═══ Recorded data

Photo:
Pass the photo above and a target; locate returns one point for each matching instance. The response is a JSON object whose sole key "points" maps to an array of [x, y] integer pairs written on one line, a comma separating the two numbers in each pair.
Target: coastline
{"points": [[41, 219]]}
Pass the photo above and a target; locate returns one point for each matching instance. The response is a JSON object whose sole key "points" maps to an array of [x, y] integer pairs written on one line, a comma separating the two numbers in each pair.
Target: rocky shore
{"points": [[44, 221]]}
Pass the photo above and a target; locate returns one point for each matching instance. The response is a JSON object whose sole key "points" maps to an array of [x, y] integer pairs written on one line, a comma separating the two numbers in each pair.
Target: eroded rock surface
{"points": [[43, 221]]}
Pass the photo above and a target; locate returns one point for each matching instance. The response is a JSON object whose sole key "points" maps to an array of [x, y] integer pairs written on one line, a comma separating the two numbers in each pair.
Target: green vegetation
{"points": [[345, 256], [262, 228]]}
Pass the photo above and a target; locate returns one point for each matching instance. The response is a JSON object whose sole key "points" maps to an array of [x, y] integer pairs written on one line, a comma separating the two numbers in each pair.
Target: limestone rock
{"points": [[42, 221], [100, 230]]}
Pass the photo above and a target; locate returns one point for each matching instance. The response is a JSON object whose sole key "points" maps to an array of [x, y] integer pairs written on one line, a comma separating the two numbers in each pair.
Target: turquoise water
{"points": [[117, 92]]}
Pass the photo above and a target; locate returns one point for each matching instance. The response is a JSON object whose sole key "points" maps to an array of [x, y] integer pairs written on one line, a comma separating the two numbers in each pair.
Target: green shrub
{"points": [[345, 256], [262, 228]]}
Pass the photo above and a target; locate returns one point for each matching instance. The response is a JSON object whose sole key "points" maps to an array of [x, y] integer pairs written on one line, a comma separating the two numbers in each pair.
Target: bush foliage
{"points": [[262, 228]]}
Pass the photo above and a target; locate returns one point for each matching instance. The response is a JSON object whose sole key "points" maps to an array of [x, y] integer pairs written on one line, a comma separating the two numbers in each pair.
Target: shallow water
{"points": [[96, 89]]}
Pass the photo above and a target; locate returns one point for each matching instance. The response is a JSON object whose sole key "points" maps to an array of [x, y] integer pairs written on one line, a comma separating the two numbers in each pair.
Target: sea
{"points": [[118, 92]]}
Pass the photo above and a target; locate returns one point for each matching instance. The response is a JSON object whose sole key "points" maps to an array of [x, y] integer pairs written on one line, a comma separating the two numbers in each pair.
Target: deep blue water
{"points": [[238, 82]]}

══════

▸ **Task statement**: Print the records again, exactly as they stand above.

▸ **Problem solution**:
Photo:
Pass the photo above and a target; locate returns one point for each matching instance. The response is a JSON object whose sole key "points" maps to an array of [x, y] integer pairs written on one line, a comma separating the two numbers in each pair.
Target: coastline
{"points": [[41, 219]]}
Pass the photo above and a target; locate returns one point for each matching instance. The response is a JSON object whose sole key "points" maps to an array of [x, y] integer pairs written on one line, a comma separating the two numbers in each pair.
Target: rocky shore
{"points": [[44, 221]]}
Pass the photo above and a target; locate returns one point for each matching instance. The response is a JSON object whose sole key "points" maps to an array of [x, y] integer pairs written on one line, a comma separating the two numbers in each pair.
Target: eroded rock surface
{"points": [[43, 221]]}
Pass the photo above and a target; locate returns one point for each matching instance. The response is a JSON object whose sole key "points" maps to an array of [x, y] integer pairs written on one line, a comma separating the two numbers in each pair.
Target: green vegetation
{"points": [[345, 256], [262, 228]]}
Pass the photo above and a target; locate returns one point for each matching instance. The response is a JSON object whose sole key "points" maps to an array of [x, y] integer pairs written on one line, a comma separating the two numbers in each pair.
Target: limestone rock
{"points": [[42, 221], [100, 230]]}
Pass the photo above and a target; locate returns one point for each matching instance. The response is a JSON object whose sole key "points" maps to an array of [x, y] integer pairs written on one line, a comma separating the two numbers in each pair.
Target: turquoise water
{"points": [[117, 92]]}
Pass the photo above and a target; locate returns one point for each matching instance. The response is a JSON object whose sole key "points" maps to an array of [x, y] integer pairs written on one line, a comma separating the two numbers in each pair.
Target: green shrub
{"points": [[345, 256], [262, 228]]}
Pass the photo above and a target; locate returns one point for each matching instance. The response is a JSON object whose sole key "points" maps to an array of [x, y] integer pairs written on one line, a comma separating the two numbers in each pair.
Target: bush foliage
{"points": [[262, 228]]}
Pass the photo above and a target; locate returns one point for each matching instance. The response is a JSON object whose sole key "points" maps to an array of [x, y] integer pairs written on one line, a comma separating the two numbers in each pair.
Target: shallow water
{"points": [[96, 89]]}
Pass the photo above and a target; locate returns one point for each matching instance. The response is a JSON object whose sole key "points" maps to an array of [x, y] integer pairs written on one line, a comma separating the two numbers in each pair.
Target: sea
{"points": [[118, 92]]}
Pass the photo above and a target; locate returns one point for each matching instance. The response is a JSON object whose sole key "points" maps to an array of [x, y] integer pairs written on one line, a comma separating the two numbers in each pair.
Target: deep blue water
{"points": [[238, 82]]}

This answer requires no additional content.